SOURCE DOCUMENT =>
Table 3: Multivariable analysis for overall survival and disease-free survival

Click here to view

Figure 2: Disease-free survival in years based on the presence of perineural invasion: Those with perineural invasion (1) and those without (0)

Click here to view

Table 4: Multivariable analysis for local recurrence-free survival, nodal recurrence-free survival, and distant recurrence-free survival

Click here to view

Discussion

OSCC in the young with no history of tobacco use is a rare entity;^[8],[12] it is estimated that over 90% of OSCC is associated with self-reported tobacco use.^[13],[14] The role of tobacco exposure in OSCC in the young is controversial; some hypothesize that the exposure to carcinogens is of insufficient duration to warrant malignant transformation, suggesting that young users of tobacco with OSCC have a genetic predisposition or that carcinogen exposure at a younger age has a more profound impact on malignant transformation.^[15],[16] It has also been shown that younger patients have an altered metabolism of carcinogens and pro-carcinogens,^[17] supporting the theory that OSCC in the young may be biologically distinct from that in the elderly. However, literature still remains divided, with some authors suggesting that OSCC in the young represents more biologically aggressive disease,^{[18],[19],[20]} with the majority of authors having concluded that younger patients have similar or improved outcomes when compared to their older counterparts.^{[10],[12],[20],[21],[22]} Given that tobacco exposure may have an altered effect on younger patients, it was our intention in this study to evaluate if younger patients of OSCC with no tobacco exposure had favorable outcomes.

DATA EXCERPT =>

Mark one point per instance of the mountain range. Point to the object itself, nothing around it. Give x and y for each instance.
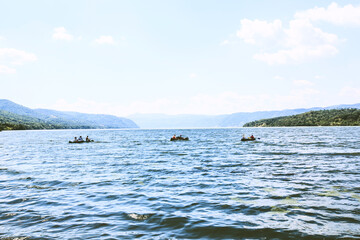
(227, 120)
(45, 118)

ACTIVITY => Continue the article on oral squamous cell carcinoma in young patients without tobacco use, shown above the data, starting after its last sentence.

YOUR RESPONSE =>
The stage at presentation was balanced, with roughly half of the patients presenting with early-stage disease (I/II) and the remaining half presenting with advanced-stage disease (III/IV). Roughly a third of the patients were female. Western studies have usually shown that female patients account for a smaller proportion of OSCC and are less likely to be associated with tobacco use;^{[11],[23],[24],[25]} however, our data are consistent with other data from the subcontinent, showing that female patients account for approximately a third of OSCC and are just as likely as male patients to have tobacco exposure.^{[26],[27],[28]} Recent data from the subcontinent have also shown a larger proportion of OSCC not being attributed to tobacco exposure.^{[29],[30],[31]}

The survival outcomes in this cohort were excellent: for TNM Stages I, II, III, and IV, the 5-year OS was 97%, 95%, 75%, and 64% and the 5-year DFS was 84%, 79%, 57%, and 59%, respectively. On comparison, the OS in OSCC for Stages I–IV in a large series had been reported to be in the range of 85%, 75%, 60%, and 50%, respectively.^{[32],[33],[34]} Pathological T-stage was not found to be a predictor of OS or DFS. This may be because our patients of pT4a had uncharacteristically good outcomes, with an OS of 82% and a DFS of 50%. This most likely reflects a previously described anomaly in the AJCC staging, where tumors with bone invasion (pT4a) having a diameter of 4 cm or less have outcomes similar to pT2 tumors;^[35] all the eight pT4a patients in our cohort had buccal cancers with a diameter of 4 cm or less, having cortical mandible invasion.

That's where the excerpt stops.